**What is being asked:**
Pull out every line in the listing below that contains the string "gear", and copy each one unchanged.

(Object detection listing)
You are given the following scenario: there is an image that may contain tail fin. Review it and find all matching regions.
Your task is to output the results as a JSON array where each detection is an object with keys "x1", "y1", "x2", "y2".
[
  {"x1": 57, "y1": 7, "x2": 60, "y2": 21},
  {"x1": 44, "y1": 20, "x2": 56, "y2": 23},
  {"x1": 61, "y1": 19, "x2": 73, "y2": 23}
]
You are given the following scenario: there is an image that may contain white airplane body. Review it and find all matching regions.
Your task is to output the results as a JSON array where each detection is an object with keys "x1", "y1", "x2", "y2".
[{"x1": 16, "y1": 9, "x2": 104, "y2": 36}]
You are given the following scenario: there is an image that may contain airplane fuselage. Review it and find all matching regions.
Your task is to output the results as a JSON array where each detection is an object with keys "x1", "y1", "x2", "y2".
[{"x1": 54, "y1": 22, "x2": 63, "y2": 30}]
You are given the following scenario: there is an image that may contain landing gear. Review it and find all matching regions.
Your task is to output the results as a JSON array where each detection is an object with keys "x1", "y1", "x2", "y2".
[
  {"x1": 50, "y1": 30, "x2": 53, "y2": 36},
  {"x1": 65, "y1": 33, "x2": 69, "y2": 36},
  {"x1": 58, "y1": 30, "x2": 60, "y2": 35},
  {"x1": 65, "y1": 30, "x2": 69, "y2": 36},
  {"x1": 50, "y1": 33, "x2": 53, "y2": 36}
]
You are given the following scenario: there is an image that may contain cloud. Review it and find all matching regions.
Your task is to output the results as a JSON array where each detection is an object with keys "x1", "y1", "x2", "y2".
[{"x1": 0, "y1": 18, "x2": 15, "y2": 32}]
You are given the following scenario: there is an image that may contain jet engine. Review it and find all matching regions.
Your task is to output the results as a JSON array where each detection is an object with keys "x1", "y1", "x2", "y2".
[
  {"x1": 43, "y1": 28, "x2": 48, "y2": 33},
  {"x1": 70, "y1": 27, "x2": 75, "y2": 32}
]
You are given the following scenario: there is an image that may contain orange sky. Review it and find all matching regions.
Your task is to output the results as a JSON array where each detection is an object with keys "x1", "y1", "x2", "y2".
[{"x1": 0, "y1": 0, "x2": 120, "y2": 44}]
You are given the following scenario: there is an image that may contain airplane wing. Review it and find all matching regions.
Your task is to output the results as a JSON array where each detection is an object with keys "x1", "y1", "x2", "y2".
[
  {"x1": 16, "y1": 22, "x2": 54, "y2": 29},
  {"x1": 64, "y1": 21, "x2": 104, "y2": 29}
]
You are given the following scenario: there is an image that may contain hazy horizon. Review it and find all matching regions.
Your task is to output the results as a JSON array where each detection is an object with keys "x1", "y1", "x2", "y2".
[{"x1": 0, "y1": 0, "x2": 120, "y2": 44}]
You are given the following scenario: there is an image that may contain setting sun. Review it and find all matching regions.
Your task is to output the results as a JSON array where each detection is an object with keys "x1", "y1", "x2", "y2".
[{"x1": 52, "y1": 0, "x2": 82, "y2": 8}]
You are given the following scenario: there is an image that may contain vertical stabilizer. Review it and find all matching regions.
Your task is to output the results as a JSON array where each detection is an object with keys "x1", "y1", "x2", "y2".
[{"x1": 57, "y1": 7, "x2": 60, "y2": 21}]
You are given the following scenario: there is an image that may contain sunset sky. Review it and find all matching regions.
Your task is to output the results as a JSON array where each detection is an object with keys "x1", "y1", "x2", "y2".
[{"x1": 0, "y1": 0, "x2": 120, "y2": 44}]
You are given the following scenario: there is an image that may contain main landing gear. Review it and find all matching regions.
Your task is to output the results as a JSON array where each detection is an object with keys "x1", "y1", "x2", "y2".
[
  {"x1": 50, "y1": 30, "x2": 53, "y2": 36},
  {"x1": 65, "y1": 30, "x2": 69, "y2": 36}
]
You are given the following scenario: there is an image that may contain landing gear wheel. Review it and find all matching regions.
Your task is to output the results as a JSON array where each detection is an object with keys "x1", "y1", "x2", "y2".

**Worked solution:**
You are given the following scenario: there is an image that may contain landing gear. Review it and find all matching regions.
You are given the following scenario: there is an image that may contain main landing gear. Review it and find all matching regions.
You are given the following scenario: there is an image that may contain landing gear wheel. Review it and find all matching regions.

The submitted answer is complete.